Available data —
☆ ☆ ☆ ☆ ☆

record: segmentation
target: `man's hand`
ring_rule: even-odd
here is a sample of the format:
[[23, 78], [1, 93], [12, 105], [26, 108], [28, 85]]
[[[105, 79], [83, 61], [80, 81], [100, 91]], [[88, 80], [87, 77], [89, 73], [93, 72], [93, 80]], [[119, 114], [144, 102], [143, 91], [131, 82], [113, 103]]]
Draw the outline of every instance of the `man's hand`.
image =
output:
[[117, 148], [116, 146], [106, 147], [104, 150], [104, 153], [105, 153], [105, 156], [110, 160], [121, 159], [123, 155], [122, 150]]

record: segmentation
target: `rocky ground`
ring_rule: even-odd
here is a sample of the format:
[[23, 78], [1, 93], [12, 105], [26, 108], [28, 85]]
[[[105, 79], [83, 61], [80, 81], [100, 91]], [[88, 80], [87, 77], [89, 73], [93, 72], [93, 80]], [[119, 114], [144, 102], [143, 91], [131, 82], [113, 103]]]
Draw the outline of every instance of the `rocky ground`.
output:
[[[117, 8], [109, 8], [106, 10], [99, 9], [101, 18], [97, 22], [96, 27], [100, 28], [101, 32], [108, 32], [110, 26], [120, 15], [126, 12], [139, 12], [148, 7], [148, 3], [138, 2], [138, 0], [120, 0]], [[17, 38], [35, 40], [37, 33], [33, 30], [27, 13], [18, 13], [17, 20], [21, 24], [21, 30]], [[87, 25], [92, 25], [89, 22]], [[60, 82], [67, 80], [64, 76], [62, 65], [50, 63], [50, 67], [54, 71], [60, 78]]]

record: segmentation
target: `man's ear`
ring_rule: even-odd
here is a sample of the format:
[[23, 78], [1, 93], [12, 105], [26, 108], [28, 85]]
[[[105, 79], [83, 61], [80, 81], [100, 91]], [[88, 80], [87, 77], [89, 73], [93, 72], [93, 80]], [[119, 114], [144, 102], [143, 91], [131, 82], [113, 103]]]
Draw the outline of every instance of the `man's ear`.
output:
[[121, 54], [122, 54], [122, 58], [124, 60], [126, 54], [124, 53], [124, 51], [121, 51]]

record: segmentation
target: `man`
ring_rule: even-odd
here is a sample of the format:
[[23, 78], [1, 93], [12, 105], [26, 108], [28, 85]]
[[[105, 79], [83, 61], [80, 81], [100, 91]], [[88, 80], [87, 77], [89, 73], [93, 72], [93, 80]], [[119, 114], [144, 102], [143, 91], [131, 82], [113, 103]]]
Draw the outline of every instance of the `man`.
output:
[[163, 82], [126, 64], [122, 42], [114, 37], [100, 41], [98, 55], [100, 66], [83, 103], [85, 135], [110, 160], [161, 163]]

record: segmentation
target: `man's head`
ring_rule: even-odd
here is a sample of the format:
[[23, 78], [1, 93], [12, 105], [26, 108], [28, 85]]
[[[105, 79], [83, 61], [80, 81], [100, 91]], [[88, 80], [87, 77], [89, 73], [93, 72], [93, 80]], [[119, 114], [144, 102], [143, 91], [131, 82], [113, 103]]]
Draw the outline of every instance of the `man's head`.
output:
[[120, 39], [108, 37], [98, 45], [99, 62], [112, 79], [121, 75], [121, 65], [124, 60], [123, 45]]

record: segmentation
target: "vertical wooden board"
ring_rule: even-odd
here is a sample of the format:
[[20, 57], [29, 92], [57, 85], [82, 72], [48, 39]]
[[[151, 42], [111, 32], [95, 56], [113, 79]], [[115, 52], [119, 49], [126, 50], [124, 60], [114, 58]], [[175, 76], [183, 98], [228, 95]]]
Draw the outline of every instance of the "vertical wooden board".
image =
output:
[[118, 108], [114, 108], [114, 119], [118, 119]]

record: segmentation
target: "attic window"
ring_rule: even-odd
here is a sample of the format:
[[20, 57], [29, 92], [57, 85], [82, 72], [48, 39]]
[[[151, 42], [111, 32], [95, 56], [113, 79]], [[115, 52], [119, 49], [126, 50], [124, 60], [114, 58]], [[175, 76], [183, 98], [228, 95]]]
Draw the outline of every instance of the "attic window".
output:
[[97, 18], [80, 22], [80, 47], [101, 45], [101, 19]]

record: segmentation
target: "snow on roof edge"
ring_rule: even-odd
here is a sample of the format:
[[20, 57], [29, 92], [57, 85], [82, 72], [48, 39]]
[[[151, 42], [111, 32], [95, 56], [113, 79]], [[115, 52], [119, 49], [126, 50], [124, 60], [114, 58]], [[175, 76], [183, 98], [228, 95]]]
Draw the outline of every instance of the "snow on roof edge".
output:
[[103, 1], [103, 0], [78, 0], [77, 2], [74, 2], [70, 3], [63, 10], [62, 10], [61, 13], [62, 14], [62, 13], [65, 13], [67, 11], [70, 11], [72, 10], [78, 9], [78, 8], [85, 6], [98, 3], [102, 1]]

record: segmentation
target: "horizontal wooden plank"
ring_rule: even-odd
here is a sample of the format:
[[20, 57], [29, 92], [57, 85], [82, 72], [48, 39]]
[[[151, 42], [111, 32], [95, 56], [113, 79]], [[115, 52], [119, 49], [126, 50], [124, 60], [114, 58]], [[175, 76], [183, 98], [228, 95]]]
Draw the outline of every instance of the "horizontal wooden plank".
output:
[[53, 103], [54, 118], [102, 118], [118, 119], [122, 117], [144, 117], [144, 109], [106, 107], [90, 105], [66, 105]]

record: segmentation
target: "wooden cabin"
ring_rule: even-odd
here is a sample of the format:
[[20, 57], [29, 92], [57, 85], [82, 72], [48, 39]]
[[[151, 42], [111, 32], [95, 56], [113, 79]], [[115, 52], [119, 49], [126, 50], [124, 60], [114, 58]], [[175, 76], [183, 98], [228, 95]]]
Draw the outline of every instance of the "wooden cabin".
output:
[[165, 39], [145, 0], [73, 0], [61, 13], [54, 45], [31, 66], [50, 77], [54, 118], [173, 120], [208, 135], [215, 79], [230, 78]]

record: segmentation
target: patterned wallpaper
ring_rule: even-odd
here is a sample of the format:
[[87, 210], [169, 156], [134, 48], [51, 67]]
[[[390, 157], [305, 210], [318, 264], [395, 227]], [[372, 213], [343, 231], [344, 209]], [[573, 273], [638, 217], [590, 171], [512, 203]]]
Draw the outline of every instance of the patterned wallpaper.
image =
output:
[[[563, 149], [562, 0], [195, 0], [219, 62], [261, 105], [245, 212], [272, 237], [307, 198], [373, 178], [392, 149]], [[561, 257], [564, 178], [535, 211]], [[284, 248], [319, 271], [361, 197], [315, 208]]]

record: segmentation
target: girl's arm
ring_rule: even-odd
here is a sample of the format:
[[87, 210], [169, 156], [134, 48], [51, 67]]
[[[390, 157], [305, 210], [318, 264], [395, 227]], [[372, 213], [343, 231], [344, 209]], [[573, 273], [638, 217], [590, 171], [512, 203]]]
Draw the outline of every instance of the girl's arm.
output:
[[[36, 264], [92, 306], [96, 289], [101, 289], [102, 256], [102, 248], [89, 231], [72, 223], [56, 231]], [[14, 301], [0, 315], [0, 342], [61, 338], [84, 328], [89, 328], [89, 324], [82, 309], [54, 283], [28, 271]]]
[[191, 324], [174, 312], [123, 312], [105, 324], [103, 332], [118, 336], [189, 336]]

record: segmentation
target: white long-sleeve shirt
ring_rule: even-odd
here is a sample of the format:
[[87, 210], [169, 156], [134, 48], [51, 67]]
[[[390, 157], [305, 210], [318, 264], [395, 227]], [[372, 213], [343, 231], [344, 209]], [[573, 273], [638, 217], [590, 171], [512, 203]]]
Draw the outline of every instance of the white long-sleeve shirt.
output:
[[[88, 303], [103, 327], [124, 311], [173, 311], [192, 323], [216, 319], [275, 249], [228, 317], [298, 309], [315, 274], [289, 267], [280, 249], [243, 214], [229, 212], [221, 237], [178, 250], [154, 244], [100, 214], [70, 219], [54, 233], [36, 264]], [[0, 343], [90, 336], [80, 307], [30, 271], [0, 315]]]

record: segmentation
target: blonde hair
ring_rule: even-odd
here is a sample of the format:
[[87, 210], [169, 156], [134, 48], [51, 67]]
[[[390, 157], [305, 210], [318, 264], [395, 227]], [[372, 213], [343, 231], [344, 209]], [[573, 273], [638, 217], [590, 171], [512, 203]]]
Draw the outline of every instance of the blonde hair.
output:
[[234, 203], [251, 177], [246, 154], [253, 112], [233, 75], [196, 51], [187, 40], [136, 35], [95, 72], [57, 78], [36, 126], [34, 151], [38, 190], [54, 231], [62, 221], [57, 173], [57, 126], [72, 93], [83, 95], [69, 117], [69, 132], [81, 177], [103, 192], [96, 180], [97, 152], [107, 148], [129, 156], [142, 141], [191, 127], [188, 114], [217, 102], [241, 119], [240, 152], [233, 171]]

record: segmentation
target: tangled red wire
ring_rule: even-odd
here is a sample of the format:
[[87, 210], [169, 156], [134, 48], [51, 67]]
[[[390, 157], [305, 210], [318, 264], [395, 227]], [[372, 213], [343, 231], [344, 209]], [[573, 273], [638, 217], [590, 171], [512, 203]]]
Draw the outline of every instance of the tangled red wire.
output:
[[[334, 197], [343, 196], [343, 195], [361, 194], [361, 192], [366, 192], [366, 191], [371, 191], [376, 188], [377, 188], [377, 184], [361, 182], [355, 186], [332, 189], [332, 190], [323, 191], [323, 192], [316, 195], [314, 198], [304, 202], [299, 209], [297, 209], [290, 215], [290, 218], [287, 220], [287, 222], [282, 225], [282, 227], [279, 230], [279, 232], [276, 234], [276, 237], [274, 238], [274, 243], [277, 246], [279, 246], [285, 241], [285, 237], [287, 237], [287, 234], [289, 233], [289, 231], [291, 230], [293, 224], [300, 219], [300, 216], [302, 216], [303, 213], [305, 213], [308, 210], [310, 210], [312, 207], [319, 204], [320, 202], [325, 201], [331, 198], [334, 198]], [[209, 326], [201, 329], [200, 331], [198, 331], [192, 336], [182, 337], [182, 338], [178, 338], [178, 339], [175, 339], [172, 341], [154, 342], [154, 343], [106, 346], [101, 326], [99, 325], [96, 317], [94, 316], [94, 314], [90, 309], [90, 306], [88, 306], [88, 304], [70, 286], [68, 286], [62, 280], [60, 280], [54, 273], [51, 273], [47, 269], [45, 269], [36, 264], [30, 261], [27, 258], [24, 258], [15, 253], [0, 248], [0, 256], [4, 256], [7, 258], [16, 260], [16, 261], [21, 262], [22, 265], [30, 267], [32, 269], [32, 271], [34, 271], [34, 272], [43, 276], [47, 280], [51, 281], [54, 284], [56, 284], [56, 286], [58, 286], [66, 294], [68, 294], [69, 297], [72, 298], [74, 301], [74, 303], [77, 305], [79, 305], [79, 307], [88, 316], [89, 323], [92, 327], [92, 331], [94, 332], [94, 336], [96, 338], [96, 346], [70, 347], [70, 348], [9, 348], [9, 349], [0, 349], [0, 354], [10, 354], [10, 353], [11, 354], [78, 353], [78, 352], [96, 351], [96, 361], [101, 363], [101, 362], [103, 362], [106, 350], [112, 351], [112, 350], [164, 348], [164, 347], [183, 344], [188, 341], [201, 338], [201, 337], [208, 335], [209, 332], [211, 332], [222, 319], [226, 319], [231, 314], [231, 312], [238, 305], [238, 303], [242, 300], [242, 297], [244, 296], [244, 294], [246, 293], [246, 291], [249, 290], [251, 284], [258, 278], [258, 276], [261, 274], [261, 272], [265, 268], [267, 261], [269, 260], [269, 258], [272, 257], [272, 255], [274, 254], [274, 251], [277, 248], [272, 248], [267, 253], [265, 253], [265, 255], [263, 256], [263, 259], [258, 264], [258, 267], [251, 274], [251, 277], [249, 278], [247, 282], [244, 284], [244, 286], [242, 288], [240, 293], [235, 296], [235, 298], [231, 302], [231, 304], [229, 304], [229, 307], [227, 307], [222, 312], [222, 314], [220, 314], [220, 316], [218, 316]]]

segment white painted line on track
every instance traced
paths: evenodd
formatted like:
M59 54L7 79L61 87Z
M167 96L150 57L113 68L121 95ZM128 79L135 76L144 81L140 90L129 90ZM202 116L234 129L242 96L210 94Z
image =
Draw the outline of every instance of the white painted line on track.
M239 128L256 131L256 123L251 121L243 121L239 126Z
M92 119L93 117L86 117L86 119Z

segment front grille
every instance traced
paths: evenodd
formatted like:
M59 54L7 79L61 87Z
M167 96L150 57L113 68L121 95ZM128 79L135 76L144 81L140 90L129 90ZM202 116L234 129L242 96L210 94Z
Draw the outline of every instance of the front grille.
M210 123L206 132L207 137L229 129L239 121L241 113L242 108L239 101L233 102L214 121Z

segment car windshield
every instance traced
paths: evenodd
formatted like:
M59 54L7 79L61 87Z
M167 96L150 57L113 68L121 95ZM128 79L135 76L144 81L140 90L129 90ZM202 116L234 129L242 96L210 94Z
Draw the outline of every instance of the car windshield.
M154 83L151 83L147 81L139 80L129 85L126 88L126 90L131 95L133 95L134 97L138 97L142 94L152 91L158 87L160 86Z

☆ ☆ ☆ ☆ ☆

Exercise description — Copy the data word for word, everything from its first line down to the line that contains "155], [122, 150]]", with both ends included.

Final result —
record: segmentation
target: `man's hand`
ring_rule: even-odd
here is a sample of the format:
[[23, 78], [1, 93], [12, 105], [26, 108], [28, 85]]
[[[105, 79], [83, 61], [80, 81], [100, 91]], [[88, 80], [87, 77], [89, 73], [93, 72], [93, 80]], [[119, 114], [144, 102], [143, 91], [131, 82], [113, 103]]]
Draw the outline of every instance of the `man's hand`.
image =
output:
[[117, 148], [116, 146], [106, 147], [104, 150], [104, 153], [105, 153], [105, 156], [110, 160], [121, 159], [123, 155], [122, 150]]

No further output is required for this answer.